- Exercise aim -
Scan the records for the word "placemat". Copy each line that includes it.

··· Material for this exercise ···

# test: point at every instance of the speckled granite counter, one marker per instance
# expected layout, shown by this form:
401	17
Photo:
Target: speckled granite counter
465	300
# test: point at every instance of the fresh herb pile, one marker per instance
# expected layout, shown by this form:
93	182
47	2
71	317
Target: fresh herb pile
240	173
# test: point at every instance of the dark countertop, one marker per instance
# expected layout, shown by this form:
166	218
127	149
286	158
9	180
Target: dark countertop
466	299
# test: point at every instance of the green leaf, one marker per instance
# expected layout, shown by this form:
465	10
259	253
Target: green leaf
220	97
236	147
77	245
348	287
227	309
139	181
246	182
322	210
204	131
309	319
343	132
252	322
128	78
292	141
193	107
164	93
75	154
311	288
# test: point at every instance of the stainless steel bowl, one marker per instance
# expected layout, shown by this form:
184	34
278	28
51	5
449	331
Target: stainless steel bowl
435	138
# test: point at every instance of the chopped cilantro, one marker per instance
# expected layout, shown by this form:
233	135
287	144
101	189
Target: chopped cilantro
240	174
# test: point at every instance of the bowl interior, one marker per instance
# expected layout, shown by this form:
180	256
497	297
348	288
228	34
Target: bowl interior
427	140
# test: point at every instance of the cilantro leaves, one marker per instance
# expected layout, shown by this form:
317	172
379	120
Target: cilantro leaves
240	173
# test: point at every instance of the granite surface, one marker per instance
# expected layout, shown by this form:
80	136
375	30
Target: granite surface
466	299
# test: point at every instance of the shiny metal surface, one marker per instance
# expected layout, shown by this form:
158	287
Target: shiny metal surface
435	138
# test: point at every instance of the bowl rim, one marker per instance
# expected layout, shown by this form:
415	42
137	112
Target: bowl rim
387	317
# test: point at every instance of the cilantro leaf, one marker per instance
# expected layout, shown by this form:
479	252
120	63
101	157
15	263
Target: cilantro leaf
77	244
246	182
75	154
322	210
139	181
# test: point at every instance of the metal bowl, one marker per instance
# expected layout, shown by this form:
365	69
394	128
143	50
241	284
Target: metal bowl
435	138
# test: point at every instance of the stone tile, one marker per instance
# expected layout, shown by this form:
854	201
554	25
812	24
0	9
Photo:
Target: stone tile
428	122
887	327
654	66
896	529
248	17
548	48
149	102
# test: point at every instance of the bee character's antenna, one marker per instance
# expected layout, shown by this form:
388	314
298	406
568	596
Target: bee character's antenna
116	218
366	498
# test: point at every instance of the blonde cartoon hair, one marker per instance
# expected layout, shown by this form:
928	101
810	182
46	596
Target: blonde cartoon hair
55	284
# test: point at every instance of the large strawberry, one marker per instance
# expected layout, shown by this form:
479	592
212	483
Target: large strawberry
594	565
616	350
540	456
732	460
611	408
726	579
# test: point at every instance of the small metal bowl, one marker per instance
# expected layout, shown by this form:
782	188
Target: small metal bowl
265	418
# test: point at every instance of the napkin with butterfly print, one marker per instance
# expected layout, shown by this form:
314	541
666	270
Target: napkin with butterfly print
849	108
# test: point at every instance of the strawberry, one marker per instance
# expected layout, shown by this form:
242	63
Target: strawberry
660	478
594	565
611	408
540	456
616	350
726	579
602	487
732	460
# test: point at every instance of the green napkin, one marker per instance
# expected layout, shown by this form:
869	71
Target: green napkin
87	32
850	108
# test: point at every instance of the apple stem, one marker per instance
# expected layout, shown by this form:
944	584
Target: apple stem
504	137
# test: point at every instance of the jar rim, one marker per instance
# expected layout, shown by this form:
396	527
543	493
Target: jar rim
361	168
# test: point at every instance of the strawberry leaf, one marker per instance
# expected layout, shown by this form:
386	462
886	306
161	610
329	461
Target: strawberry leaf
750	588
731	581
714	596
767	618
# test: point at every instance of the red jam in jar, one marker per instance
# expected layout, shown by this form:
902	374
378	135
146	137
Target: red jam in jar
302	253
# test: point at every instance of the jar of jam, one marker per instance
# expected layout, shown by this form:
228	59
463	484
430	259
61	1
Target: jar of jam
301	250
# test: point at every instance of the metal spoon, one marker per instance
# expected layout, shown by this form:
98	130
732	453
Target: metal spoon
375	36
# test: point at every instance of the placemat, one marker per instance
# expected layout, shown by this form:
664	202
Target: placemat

···

- Output of the exercise -
# test: point at every instance of the placemat, one marker per instance
Target: placemat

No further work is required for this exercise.